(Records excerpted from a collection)
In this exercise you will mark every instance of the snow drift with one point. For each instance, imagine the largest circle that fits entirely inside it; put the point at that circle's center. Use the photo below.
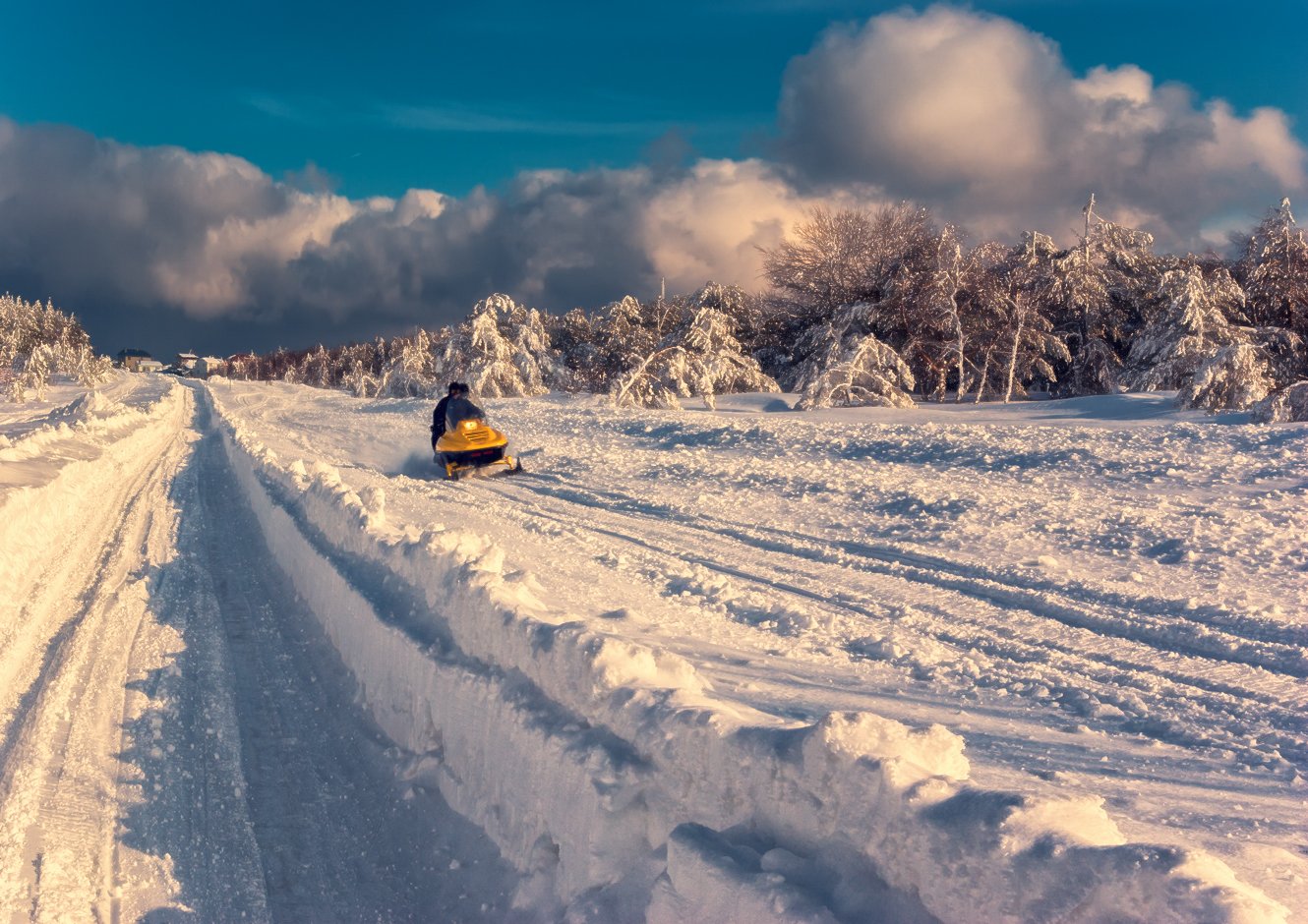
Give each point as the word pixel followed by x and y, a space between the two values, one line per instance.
pixel 611 772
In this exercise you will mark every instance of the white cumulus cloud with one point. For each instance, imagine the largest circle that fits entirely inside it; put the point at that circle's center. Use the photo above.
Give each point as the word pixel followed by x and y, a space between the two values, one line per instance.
pixel 982 119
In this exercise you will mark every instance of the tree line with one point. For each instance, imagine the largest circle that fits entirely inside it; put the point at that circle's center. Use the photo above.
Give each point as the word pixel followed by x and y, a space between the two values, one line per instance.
pixel 38 341
pixel 884 306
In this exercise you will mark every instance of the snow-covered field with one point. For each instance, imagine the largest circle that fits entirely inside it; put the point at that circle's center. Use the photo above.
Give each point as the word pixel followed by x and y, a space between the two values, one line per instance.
pixel 1041 662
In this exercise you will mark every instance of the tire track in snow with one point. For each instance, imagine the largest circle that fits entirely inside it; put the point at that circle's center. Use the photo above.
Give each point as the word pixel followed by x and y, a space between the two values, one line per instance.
pixel 59 769
pixel 339 836
pixel 1172 694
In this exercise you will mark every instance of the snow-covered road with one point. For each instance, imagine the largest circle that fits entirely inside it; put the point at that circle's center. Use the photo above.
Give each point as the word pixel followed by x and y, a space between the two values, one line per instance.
pixel 178 734
pixel 717 664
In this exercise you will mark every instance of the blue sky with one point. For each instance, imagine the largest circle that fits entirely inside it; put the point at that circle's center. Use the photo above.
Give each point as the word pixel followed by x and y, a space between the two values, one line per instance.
pixel 583 151
pixel 447 95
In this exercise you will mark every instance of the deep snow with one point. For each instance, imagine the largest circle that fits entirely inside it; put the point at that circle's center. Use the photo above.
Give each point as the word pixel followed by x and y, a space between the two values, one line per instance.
pixel 970 663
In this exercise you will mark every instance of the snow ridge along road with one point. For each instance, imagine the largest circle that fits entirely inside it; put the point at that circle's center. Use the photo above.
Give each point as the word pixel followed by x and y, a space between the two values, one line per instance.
pixel 178 737
pixel 667 676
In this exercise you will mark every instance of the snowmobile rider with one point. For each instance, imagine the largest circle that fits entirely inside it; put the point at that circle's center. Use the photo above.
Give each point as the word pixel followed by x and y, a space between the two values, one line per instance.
pixel 458 408
pixel 439 415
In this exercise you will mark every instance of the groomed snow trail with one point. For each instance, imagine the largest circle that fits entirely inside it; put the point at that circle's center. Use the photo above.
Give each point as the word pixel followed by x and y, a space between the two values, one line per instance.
pixel 772 617
pixel 177 734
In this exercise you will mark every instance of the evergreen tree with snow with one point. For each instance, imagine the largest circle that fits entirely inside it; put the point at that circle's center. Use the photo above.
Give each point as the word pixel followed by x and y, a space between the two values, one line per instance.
pixel 1275 272
pixel 1091 290
pixel 502 350
pixel 38 341
pixel 578 368
pixel 848 365
pixel 1235 376
pixel 1019 343
pixel 1192 325
pixel 623 341
pixel 411 370
pixel 700 357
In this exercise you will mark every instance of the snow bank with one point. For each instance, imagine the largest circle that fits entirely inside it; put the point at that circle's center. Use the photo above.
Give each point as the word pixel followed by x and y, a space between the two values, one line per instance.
pixel 51 480
pixel 611 772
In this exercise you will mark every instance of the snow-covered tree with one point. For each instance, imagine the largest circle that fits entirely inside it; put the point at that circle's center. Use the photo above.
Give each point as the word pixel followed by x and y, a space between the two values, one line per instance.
pixel 359 381
pixel 502 350
pixel 622 341
pixel 38 341
pixel 316 369
pixel 701 357
pixel 848 365
pixel 1018 340
pixel 411 370
pixel 1235 376
pixel 1090 290
pixel 1283 407
pixel 1275 272
pixel 578 368
pixel 1190 327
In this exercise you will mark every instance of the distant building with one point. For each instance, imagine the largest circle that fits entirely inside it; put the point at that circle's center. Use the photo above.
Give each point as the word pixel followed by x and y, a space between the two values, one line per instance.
pixel 131 360
pixel 208 366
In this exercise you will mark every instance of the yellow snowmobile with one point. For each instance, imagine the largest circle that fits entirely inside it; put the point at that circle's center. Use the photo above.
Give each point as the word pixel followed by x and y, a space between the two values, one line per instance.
pixel 471 444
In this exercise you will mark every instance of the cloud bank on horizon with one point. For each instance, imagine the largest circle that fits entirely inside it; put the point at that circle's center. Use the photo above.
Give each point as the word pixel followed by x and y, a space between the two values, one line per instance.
pixel 967 113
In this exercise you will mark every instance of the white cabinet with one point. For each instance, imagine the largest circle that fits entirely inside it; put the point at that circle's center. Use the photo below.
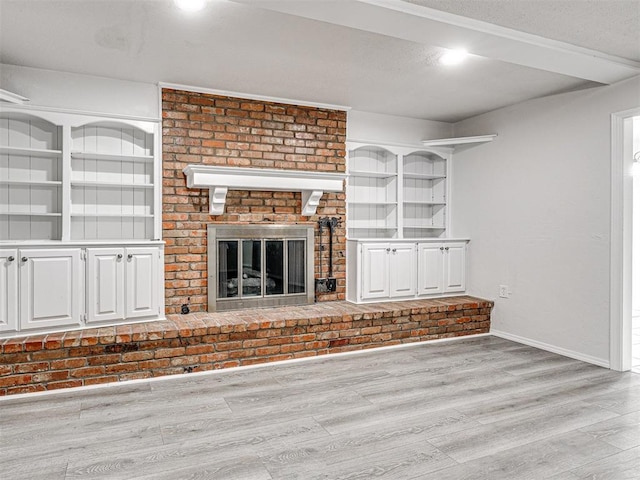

> SET EXERCISE
Rewrite every line of the records from the line containing "In this exercise you will mark every instance of the yellow" up to and including the line containing "pixel 471 444". Change nothing except the point coordinates in the answers, and add 131 to each of them.

> RESPONSE TO THIS TASK
In this exercise you will mark every instance of the yellow snowmobile with one point. For each instance, imagine the largest circle that fits entirely inside it; put the point at that circle's center. Use the photo above.
Give each point as the word pixel followed by x and y, a space between the two values, one line per instance.
pixel 602 575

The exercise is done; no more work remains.